Reading down the listing below, count the lines where the word "hand" shows up, then give only that count.
** DATA RECORDS follows **
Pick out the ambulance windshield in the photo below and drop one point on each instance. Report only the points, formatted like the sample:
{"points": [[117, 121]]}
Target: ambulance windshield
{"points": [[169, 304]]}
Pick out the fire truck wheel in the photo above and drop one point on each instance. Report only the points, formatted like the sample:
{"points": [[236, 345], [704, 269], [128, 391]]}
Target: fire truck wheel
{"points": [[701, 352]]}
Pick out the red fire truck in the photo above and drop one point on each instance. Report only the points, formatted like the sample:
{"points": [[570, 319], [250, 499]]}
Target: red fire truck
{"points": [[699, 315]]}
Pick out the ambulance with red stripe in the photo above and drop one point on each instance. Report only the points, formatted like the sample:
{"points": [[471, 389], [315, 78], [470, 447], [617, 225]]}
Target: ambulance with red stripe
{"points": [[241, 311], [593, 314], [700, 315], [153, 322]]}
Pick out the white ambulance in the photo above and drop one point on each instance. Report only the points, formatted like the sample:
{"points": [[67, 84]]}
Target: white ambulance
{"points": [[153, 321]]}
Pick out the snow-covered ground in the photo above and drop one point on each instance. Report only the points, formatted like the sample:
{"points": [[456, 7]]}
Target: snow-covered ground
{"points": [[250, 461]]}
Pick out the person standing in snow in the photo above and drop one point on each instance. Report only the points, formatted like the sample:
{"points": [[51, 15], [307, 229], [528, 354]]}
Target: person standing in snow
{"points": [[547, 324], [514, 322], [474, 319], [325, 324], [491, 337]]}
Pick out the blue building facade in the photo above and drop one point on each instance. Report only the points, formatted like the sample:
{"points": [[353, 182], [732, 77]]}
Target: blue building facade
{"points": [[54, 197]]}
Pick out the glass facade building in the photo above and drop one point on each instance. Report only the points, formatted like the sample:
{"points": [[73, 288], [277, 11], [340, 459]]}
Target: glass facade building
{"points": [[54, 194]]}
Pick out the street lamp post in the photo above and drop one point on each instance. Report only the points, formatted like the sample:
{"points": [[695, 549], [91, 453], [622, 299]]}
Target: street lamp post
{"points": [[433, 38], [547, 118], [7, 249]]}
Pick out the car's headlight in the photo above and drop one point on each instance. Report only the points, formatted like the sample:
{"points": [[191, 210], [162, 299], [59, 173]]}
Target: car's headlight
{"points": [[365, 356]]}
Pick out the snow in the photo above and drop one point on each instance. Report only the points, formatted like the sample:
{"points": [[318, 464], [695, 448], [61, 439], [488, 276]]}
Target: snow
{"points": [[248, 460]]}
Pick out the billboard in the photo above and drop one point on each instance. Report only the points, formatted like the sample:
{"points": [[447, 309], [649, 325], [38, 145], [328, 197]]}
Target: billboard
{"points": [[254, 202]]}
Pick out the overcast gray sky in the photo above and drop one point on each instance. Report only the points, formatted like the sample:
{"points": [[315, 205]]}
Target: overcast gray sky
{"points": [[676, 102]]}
** End of DATA RECORDS **
** DATA RECORDS follows **
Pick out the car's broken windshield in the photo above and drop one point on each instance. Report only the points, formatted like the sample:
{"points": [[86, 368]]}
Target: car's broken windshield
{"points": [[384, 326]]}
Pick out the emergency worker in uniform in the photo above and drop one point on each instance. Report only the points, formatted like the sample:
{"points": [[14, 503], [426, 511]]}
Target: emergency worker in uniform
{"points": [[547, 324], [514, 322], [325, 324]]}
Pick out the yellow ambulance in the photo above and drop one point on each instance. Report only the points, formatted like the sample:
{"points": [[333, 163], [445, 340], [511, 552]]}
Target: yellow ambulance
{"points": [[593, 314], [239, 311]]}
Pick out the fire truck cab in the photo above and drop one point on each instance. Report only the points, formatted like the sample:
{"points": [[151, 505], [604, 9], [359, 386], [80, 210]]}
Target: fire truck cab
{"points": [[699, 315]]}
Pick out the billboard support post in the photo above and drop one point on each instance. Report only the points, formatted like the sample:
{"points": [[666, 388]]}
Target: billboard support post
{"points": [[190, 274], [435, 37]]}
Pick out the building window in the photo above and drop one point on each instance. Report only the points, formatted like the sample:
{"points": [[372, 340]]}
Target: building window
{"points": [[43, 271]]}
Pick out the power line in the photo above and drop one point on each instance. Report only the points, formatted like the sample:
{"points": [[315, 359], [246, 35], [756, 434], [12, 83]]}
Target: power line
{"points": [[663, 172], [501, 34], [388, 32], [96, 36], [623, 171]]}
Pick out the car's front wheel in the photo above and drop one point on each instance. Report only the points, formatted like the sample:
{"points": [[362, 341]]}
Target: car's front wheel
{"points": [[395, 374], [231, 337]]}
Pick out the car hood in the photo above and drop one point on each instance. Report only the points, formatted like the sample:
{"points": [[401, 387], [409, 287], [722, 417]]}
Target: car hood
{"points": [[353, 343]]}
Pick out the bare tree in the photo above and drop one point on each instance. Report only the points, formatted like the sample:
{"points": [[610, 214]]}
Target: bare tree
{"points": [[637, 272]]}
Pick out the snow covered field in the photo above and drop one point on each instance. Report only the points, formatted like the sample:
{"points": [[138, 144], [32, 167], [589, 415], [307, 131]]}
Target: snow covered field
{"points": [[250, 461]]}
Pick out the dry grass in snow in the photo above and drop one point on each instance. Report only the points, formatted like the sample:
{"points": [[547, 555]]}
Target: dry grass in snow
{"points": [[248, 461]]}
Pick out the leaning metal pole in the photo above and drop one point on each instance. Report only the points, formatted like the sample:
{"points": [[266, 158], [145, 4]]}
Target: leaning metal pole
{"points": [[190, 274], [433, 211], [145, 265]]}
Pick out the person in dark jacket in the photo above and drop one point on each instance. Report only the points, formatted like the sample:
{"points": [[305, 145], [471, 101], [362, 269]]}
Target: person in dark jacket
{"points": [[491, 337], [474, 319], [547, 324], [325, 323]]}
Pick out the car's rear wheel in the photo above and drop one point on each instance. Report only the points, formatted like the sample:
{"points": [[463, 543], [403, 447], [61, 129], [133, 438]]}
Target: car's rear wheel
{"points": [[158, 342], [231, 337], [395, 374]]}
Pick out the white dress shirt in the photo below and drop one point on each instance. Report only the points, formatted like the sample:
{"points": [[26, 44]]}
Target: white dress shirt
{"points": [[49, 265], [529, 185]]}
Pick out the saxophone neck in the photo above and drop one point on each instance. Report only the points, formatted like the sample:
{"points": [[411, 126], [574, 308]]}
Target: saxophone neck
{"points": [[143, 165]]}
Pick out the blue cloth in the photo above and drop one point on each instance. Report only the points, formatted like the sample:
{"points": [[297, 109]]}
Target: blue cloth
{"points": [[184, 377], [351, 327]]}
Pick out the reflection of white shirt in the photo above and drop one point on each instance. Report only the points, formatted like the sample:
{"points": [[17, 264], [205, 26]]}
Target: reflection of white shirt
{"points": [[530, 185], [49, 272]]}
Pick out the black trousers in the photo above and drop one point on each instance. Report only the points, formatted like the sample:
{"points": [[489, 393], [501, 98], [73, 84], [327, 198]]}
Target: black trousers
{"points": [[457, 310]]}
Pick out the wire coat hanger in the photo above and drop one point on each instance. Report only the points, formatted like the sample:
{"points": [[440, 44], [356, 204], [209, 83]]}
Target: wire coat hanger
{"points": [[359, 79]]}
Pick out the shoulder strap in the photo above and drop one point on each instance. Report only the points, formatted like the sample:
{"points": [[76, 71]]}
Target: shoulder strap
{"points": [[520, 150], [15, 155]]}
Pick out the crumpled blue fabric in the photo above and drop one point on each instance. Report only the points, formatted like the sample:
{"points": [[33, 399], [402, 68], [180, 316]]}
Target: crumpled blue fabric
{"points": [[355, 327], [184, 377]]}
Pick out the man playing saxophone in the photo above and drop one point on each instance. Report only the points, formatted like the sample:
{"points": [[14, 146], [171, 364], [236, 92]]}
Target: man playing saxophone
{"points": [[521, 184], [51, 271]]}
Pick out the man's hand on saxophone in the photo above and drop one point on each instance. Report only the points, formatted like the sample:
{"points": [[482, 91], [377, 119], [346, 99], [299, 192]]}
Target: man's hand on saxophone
** End of DATA RECORDS **
** DATA RECORDS follows **
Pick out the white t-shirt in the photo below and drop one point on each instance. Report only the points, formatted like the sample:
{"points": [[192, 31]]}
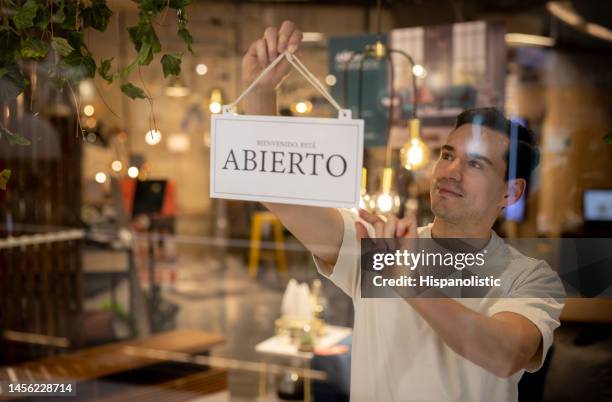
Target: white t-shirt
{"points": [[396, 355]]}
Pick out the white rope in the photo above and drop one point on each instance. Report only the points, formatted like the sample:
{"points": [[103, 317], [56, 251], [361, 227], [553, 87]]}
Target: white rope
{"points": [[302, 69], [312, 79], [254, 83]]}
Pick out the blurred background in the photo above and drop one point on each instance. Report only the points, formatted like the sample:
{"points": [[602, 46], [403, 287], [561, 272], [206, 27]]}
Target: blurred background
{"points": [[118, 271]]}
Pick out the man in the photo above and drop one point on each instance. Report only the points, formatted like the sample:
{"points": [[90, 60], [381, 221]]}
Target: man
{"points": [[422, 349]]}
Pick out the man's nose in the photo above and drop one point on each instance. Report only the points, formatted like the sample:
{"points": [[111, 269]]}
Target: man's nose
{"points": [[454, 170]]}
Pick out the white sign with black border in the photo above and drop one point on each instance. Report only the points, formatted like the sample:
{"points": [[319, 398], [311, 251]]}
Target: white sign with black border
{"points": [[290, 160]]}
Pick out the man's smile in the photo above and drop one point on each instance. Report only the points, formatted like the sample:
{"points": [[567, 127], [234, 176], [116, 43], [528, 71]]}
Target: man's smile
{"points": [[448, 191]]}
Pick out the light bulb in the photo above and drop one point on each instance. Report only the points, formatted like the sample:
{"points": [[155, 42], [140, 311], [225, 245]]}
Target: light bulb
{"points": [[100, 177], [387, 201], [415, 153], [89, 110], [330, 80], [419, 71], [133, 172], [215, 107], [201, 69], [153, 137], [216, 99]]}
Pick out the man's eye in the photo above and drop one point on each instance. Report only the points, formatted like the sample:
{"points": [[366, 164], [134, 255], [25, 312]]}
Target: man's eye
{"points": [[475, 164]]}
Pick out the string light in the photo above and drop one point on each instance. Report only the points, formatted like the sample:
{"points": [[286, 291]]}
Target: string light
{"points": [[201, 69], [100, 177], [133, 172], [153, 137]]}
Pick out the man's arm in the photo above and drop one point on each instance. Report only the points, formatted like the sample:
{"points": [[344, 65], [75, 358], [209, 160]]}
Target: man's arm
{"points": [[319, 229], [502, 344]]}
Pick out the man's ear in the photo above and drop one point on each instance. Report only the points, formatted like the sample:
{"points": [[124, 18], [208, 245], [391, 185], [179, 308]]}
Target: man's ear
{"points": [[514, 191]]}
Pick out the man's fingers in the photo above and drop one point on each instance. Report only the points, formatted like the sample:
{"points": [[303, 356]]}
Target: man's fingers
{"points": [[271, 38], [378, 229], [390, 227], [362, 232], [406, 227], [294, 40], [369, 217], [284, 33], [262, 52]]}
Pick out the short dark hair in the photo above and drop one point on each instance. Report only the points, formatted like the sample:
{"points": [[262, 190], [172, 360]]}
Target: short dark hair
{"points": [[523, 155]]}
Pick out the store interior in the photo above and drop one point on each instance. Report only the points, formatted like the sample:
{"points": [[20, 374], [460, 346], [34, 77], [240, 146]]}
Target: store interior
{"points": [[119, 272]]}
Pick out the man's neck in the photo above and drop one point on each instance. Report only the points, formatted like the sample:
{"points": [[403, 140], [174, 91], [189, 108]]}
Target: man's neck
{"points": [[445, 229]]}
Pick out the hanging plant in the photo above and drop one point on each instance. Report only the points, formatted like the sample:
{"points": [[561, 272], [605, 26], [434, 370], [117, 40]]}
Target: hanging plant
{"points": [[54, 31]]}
** End of DATA RECORDS **
EXPECTED OUTPUT>
2